Records of pointing to named objects:

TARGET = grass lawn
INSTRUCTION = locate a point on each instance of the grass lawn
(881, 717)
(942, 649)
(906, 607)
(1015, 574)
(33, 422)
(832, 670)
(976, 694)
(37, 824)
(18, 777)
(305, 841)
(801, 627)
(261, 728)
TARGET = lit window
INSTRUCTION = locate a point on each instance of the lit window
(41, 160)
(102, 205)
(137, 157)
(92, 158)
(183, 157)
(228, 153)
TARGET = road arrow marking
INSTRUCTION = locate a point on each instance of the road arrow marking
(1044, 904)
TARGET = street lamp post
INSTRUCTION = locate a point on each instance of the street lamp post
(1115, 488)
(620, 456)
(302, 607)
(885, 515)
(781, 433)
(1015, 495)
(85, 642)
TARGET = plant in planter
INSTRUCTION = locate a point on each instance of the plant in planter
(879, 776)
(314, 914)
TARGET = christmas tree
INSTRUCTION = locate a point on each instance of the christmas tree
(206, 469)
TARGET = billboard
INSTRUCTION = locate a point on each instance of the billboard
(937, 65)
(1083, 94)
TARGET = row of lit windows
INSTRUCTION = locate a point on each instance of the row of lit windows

◆ WHAT IS REQUIRED:
Rescale every coordinate in the answers by multiplying it by 0.45 and rounding to whole numbers, with halves rounded up, then write out all the lines of the records again, requests included, with nothing else changed.

◆ COMPLETED EXERCISE:
TARGET = grass lawn
INSTRUCTION = locate a point on each instance of the grass lawn
(396, 323)
(424, 292)
(408, 273)
(457, 258)
(15, 190)
(374, 302)
(439, 312)
(17, 371)
(8, 350)
(137, 378)
(360, 282)
(117, 328)
TARGET = lit window
INSTRUCTION = locate a point on each instance of the lit window
(18, 72)
(46, 92)
(62, 71)
(41, 71)
(82, 71)
(103, 69)
TARGET = road arrow marking
INSTRUCTION = locate a point on each instance of the road arrow marking
(470, 407)
TARGET = street lamp post
INSTRUCTION = locate a point on each instance of the street lamp post
(502, 220)
(279, 205)
(136, 273)
(398, 232)
(351, 195)
(457, 223)
(38, 289)
TARGET = plant in planter
INSTRUCTION = locate a point on each instance of the plant in planter
(396, 349)
(141, 411)
TARGET = christmas tree
INSTRUCTION = locate a point on each instance of the christmas tree
(93, 211)
TARGET = billboard
INSTRUCTION = locate a point on each instance of the billboard
(422, 29)
(487, 42)
TARGET = row of lit windows
INSTRUCTION = locate a point on each instance of the row of lit windows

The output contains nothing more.